> [題目說明]: 請從下方講解BeamSearch代碼的文本中，把以含有「瞭解了上面這個函數之後，我們」的字句開頭、以「轉化爲 $V_d$ .」結尾的那一段一字不改地抄寫出來。

> [文本片段]:
▬▬▬▬▬▬▬▬▬▬

代碼閱讀-官方tf版BeamSearch

文章目錄

0. BasicSeq2Seq

先從入口看起，BasicSeq2Seq類繼承的是Seq2SeqModel類，下面是關於解碼的部分。可以看到訓練和預測階段的解碼方式是不同的。

@templatemethod("decode")
  def decode(self, encoder_output, features, labels):
    decoder = self._create_decoder(encoder_output, features, labels)
    if self.use_beam_search:
      decoder = self._get_beam_search_decoder(decoder)

    bridge = self._create_bridge(
        encoder_outputs=encoder_output,
        decoder_state_size=decoder.cell.state_size)
    if self.mode == tf.contrib.learn.ModeKeys.INFER:
      return self._decode_infer(decoder, bridge, encoder_output, features,
                                labels)
    else:
      return self._decode_train(decoder, bridge, encoder_output, features,
                                labels)

瞭解了上面這個函數之後，我們接下來會從兩方面繼續介紹，一個當然是我們這篇文章要介紹的BeamSearchDecoder了，它通過_get_beam_search_decoder返回；另一個則是bridge,因爲這個變量在論文中並沒有體現，我們就先來研究一下他是什麼吧。

1.Bridge類

這個我是在代碼中看到的，論文中並沒有。

bridge定義了信息在編碼器、解碼器之間是如何傳遞的，所以在編碼器和解碼器之間是有很多bridge鏈接的。

比如，encoder之後的是一個 $[batch, m]$ 的向量 $V_e$ ，而decoder卻需要一個[batch size, n]的輸入向量 $V_d$ ， $m$ 和 $n$ 是可以不一樣的。這時就需要bridge類通過不同的邏輯，將 $V_e$ 轉化爲 $V_d$ .

來看一下基類的實現：

@six.add_metaclass(abc.ABCMeta)
class Bridge(Configurable):
  """一個抽象類，定義信息如何在解碼器編碼器之間傳輸。
  
  Args:
    encoder_outputs: A namedtuple that corresponds to the the encoder outputs.
    decoder_state_size: An integer or tuple of integers defining the
      state size of the decoder.

▬▬▬▬▬▬▬▬▬▬

> [資料列表]:
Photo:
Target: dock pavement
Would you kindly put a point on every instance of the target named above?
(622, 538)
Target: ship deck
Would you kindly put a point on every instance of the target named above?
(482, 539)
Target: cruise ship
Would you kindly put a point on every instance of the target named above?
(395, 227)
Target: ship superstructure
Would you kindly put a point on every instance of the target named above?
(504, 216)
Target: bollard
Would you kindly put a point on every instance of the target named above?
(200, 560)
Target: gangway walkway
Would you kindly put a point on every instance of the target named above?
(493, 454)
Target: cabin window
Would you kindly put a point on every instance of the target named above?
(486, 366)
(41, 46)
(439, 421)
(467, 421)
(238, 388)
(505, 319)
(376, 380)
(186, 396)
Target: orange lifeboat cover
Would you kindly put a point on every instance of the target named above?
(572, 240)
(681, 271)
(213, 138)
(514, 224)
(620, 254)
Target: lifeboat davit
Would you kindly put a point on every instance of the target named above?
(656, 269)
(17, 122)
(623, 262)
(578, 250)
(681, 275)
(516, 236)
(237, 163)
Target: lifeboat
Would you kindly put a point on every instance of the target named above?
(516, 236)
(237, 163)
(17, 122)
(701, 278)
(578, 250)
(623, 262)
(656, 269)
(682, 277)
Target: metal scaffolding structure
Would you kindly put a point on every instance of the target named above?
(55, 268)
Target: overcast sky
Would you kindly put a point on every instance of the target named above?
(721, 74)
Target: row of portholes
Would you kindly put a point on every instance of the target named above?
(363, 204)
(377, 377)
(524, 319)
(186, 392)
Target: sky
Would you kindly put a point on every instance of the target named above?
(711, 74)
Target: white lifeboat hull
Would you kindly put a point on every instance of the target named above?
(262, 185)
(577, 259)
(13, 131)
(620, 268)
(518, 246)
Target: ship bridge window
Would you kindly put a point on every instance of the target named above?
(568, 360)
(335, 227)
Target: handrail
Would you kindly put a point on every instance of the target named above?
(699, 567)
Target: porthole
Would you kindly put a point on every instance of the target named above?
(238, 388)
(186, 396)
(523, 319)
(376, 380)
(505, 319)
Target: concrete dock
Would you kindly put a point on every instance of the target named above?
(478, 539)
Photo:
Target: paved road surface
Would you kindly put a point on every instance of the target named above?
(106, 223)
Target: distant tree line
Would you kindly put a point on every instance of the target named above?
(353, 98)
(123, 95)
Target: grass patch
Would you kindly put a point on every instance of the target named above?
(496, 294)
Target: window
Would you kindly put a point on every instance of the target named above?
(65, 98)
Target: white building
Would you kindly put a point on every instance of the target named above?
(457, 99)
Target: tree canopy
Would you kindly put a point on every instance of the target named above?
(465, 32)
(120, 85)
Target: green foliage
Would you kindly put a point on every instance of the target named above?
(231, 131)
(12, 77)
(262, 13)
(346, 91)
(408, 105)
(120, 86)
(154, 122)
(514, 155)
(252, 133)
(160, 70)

▬▬▬▬▬▬▬▬▬▬

> [參考答案]:
瞭解了上面這個函數之後，我們接下來會從兩方面繼續介紹，一個當然是我們這篇文章要介紹的BeamSearchDecoder了，它通過_get_beam_search_decoder返回；另一個則是bridge,因爲這個變量在論文中並沒有體現，我們就先來研究一下他是什麼吧。

1.Bridge類

這個我是在代碼中看到的，論文中並沒有。

bridge定義了信息在編碼器、解碼器之間是如何傳遞的，所以在編碼器和解碼器之間是有很多bridge鏈接的。

比如，encoder之後的是一個 $[batch, m]$ 的向量 $V_e$ ，而decoder卻需要一個[batch size, n]的輸入向量 $V_d$ ， $m$ 和 $n$ 是可以不一樣的。這時就需要bridge類通過不同的邏輯，將 $V_e$ 轉化爲 $V_d$ .